SOURCE PASSAGE ▸
Understanding Firewall Events

Would anyone find it helpful to start a sticky topic for finding help on understanding the purpose/severity of the different entries that one might find in his/her firewall log?

For example, all I know is that this entry (my web browser) below was blocked. I have no idea what the application is trying to accomplish and if this something to worry about.

    Application             Action          Source IP       Source Port     Dest. IP        Dest.Port

C:..\seamonkey.exe Blocked MyIPAddr 2119 64.74.243.37 8080

If others have similar questions about their log entries, please chime in so we can get a sticky topic started for analyzing some of our occurring incidents.

Al

In your example, it says your browser is accessing the website of a company called “Marathon Consulting” and being blocked because of using port 8080. Port 8080 is a very commonly used alternative to port 80. I have added it to my port list for “web browser” and have recommended to Melih that Comodo do the same.
The inbounds are more problematical, Some are “housekeeping” data from websites you have “visited”. Unfortunately, when you visit a website, it often reroutes you to various other addresses-advertising, hit counters, embedded http sites, … and all of those can try to send you data via a TCP connection. But makes it hard to make any sense out of “whois”. And then there are the others, that seem to make no sense at all. The one thing they seem to have in common in that blocking them does no harm. Most of us have NAT routers, so the unsolicited stuff from sites we have never visited is blocked by your router-disconnect your router and plug your connection directly into your computer if you really want to see a sea of ■■■■. I get a lot of inbound connection attempts when I don’t block them. Ashwebsv.exe is actually my major interface to the internet, since it is a virus checker for internet traffic, and gets a lot of inbound connection attempts. So does “system”, since a lot of the traffic seems to be system to system messages. Hope someone knowledgeable about the structure of the modern World Wide Web can illuminate this-and maybe do it well enough so that Comodo can block it automatically in a future upgrade. :wink:

It appears so. My browser gets me where I want to go perfectly well without hanging. Whatever was happening did so under the covers and I was not aware of my browser trying to access ‘Marathon Consulting’. It would be interesting to know which website I visited prompted this action.

Thanks for the explanation. Some of this is starting to make more sense.

TASKS TO COMPLETE ▸
1. Answer these questions from the firewall thread, one line each:
(a) Which application does the example log entry list as blocked?
(b) What company's website does the reply say the browser was accessing?
(c) What does the reply say Ashwebsv.exe is?
2. From the firewall thread, quote the passage between "Would anyone find" and "to worry about.", inclusive.
3. List every column heading shown above the example log entry in the firewall thread.

PROVIDED INFORMATION ▸
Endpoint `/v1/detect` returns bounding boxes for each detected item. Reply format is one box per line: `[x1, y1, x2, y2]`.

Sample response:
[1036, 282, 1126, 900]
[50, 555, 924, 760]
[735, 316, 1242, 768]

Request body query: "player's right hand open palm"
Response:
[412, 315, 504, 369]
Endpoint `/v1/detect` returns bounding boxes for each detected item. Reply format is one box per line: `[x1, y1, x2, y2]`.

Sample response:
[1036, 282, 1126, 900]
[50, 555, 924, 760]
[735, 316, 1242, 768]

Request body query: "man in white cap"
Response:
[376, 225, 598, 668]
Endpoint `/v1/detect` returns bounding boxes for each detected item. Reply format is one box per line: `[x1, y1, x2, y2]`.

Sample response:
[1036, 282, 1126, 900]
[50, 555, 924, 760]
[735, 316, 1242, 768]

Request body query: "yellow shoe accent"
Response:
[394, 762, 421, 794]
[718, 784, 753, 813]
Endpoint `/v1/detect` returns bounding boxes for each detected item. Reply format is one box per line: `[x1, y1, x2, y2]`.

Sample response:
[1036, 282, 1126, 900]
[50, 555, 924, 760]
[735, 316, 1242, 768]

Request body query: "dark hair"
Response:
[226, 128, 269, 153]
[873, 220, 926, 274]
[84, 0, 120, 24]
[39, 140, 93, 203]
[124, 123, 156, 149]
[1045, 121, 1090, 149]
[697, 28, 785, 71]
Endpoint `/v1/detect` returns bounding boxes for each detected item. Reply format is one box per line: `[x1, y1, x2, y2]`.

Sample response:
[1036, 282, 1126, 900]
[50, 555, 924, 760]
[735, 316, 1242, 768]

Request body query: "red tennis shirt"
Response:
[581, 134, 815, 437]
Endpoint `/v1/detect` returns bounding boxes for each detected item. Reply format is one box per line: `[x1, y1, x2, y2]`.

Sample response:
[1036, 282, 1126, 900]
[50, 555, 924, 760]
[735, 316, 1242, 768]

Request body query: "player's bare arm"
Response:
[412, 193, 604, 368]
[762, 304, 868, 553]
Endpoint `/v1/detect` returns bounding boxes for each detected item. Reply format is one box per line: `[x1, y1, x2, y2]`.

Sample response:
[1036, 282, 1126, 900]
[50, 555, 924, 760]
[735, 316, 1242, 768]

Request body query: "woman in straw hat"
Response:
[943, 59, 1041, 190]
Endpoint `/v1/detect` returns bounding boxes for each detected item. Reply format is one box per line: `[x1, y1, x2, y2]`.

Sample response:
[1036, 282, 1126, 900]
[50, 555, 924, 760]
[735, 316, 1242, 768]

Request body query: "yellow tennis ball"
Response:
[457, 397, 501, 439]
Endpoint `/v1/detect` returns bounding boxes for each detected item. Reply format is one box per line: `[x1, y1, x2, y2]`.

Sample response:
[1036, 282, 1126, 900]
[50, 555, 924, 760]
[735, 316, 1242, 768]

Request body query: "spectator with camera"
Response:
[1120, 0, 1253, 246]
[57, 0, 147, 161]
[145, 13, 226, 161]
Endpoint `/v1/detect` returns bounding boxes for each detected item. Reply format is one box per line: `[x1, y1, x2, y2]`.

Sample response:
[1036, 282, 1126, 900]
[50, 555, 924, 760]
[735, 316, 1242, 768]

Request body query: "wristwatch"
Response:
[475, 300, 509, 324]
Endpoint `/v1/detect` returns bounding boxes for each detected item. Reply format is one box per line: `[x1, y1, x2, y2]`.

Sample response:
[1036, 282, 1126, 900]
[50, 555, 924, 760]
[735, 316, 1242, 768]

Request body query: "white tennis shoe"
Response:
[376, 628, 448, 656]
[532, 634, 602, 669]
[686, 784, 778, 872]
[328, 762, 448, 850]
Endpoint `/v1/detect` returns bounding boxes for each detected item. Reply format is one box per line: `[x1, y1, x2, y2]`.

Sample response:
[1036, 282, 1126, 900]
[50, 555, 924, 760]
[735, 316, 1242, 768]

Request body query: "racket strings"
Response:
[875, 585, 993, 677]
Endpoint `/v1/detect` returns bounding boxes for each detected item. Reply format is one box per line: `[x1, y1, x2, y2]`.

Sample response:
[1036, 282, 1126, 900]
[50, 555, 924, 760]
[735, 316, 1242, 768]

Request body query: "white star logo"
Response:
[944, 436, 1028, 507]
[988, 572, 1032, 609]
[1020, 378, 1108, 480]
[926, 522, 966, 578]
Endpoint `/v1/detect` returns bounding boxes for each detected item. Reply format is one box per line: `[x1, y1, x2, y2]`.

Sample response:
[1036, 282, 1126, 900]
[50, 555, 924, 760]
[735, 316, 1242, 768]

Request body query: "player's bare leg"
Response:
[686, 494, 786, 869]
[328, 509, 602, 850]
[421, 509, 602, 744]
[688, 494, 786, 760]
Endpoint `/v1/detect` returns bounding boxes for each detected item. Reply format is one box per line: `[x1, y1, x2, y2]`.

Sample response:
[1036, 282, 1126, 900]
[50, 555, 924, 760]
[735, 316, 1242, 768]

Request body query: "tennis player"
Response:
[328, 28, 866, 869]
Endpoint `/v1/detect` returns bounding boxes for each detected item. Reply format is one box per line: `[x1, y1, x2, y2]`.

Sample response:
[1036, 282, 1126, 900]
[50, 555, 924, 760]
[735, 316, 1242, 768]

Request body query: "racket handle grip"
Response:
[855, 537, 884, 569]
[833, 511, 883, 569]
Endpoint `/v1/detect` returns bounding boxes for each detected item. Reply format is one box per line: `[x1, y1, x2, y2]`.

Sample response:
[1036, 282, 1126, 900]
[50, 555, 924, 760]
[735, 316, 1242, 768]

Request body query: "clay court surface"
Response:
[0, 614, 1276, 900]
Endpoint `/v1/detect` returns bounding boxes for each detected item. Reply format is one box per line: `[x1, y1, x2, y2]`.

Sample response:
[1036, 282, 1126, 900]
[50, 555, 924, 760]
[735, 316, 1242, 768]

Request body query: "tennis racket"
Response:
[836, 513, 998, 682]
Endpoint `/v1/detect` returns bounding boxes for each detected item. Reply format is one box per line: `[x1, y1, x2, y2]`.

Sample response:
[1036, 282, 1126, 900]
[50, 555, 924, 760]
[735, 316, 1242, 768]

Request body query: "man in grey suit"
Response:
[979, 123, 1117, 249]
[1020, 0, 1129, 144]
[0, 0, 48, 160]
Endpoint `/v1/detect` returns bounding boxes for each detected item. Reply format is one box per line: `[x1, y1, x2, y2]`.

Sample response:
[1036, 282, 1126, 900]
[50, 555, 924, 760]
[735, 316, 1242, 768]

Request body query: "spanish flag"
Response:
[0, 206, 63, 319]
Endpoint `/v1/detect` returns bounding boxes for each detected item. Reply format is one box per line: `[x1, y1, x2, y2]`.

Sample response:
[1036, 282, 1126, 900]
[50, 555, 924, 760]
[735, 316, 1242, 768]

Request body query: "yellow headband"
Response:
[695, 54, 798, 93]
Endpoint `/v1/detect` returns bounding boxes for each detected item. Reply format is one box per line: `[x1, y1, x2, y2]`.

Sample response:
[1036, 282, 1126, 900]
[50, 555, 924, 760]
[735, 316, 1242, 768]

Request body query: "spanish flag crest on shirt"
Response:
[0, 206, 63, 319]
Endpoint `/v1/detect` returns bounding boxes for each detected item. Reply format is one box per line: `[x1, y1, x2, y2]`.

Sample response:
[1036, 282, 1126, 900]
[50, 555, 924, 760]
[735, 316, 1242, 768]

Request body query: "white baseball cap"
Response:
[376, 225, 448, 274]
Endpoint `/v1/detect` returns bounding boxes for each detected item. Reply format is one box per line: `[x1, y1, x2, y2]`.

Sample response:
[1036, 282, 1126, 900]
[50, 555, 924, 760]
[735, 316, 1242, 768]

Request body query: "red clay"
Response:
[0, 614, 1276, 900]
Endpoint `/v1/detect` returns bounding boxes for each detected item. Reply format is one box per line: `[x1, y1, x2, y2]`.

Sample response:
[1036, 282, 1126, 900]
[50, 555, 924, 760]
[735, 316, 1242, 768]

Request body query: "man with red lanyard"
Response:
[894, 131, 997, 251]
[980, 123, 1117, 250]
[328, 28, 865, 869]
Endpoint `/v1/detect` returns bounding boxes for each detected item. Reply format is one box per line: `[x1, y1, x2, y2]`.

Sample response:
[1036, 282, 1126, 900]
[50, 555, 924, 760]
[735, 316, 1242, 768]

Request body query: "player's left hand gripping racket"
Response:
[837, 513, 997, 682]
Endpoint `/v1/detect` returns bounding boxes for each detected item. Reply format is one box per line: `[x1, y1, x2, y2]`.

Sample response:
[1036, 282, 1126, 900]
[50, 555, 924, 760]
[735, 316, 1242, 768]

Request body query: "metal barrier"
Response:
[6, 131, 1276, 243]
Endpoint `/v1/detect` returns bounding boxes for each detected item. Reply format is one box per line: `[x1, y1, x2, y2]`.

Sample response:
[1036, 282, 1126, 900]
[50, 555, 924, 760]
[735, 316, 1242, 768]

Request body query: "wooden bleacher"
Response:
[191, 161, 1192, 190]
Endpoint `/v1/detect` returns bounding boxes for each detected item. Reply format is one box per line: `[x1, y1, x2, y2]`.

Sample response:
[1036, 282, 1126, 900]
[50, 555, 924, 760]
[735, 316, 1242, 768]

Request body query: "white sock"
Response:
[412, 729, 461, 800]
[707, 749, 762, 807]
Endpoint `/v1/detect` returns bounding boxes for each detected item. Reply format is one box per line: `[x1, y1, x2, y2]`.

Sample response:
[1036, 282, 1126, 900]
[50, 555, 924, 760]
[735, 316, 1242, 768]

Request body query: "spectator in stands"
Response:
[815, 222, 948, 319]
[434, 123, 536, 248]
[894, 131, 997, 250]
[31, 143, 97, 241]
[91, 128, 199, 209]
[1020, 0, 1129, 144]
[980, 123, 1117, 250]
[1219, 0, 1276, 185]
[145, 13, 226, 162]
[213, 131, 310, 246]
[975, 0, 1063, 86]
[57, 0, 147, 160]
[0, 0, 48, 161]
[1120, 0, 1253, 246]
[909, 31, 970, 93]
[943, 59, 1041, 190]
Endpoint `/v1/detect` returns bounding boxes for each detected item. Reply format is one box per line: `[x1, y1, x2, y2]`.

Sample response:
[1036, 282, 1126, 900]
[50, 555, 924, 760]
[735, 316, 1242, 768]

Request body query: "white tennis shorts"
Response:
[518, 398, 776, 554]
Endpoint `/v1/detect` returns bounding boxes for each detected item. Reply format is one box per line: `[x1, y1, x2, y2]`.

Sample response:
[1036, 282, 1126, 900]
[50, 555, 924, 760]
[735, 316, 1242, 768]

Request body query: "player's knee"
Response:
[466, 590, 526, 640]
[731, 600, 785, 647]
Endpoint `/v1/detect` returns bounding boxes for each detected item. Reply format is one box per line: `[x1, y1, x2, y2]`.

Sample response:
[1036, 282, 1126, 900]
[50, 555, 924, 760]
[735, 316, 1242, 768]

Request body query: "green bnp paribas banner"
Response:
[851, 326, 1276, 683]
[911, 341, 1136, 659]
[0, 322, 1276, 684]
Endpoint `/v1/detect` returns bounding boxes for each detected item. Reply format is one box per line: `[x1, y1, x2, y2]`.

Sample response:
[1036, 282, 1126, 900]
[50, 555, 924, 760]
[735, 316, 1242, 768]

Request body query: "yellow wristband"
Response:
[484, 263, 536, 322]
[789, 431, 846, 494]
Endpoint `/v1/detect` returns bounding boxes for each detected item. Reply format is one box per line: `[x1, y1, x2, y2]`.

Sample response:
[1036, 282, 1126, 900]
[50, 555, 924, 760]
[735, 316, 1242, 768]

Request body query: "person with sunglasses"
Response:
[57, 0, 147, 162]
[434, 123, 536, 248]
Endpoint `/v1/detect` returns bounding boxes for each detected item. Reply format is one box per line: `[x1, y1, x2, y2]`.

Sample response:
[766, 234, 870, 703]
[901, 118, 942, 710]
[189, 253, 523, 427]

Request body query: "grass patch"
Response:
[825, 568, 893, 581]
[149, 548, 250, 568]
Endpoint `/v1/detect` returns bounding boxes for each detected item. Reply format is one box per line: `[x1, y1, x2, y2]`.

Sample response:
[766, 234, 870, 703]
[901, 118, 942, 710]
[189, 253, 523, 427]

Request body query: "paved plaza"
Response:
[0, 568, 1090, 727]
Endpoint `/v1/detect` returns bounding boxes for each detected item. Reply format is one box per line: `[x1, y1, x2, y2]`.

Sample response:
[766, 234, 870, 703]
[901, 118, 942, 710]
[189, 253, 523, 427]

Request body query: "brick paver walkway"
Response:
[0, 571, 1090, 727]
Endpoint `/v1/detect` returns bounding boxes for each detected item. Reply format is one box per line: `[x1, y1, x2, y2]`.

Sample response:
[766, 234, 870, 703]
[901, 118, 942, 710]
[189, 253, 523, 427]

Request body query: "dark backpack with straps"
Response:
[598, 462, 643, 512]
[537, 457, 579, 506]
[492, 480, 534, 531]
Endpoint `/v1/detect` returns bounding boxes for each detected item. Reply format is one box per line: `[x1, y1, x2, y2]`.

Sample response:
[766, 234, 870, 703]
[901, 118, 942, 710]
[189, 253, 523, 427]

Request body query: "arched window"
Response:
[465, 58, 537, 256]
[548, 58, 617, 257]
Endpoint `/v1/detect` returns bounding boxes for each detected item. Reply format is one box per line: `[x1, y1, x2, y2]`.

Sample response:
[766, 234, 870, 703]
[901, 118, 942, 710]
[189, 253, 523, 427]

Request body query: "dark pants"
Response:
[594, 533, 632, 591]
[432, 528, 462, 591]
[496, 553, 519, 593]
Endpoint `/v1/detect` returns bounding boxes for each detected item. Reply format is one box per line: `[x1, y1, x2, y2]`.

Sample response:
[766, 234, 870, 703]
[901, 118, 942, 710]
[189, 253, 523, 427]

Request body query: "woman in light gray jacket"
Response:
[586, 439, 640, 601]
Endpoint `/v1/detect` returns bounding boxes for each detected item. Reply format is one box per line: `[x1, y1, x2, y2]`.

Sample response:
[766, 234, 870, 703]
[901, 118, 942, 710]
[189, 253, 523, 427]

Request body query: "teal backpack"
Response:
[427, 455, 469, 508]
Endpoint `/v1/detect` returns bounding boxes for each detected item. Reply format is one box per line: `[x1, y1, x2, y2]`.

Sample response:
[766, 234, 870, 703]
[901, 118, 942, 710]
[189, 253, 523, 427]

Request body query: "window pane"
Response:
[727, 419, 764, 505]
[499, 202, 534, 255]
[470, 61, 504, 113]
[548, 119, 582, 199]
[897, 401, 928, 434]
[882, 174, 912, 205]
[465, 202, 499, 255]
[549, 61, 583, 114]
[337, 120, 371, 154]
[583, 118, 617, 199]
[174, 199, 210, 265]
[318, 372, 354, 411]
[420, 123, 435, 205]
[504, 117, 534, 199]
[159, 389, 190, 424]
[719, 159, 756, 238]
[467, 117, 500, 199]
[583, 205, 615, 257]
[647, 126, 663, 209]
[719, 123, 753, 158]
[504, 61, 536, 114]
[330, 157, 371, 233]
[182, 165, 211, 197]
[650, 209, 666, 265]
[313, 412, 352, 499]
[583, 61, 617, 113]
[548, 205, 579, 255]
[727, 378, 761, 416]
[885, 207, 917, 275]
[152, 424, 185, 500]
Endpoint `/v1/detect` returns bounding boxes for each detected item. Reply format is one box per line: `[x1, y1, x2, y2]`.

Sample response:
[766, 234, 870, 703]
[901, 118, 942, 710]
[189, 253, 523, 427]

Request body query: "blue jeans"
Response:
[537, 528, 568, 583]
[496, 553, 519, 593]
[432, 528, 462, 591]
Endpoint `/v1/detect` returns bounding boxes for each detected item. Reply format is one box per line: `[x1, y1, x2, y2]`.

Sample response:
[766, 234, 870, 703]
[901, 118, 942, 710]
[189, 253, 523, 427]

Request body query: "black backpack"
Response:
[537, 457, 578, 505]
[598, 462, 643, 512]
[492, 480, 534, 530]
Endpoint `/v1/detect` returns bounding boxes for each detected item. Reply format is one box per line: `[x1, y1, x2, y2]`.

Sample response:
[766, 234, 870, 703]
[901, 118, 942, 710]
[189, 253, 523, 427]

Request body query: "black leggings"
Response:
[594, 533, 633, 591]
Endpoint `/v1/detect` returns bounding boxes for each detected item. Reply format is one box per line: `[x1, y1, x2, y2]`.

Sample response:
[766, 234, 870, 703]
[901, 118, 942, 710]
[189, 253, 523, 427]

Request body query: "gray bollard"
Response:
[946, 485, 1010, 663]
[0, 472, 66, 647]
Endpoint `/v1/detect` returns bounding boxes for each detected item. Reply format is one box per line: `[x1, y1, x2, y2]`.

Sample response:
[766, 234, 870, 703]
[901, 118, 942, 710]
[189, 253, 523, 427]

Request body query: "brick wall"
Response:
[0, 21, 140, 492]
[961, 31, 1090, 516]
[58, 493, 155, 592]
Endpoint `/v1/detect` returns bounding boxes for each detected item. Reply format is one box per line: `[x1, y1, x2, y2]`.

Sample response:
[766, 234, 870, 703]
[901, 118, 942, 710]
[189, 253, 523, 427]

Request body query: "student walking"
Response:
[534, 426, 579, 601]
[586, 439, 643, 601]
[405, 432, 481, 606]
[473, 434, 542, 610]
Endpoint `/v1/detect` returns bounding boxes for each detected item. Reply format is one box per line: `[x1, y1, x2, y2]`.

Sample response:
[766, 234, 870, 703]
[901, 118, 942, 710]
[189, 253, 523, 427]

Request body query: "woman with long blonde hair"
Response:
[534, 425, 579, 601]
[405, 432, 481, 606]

SOLUTIONS BELOW ▸
1.
(a) C:..\seamonkey.exe
(b) Marathon Consulting
(c) A virus checker for internet traffic

2.
Would anyone find it helpful to start a sticky topic for finding help on understanding the purpose/severity of the different entries that one might find in his/her firewall log?

For example, all I know is that this entry (my web browser) below was blocked. I have no idea what the application is trying to accomplish and if this something to worry about.

3.
Application
Action
Source IP
Source Port
Dest. IP
Dest.Port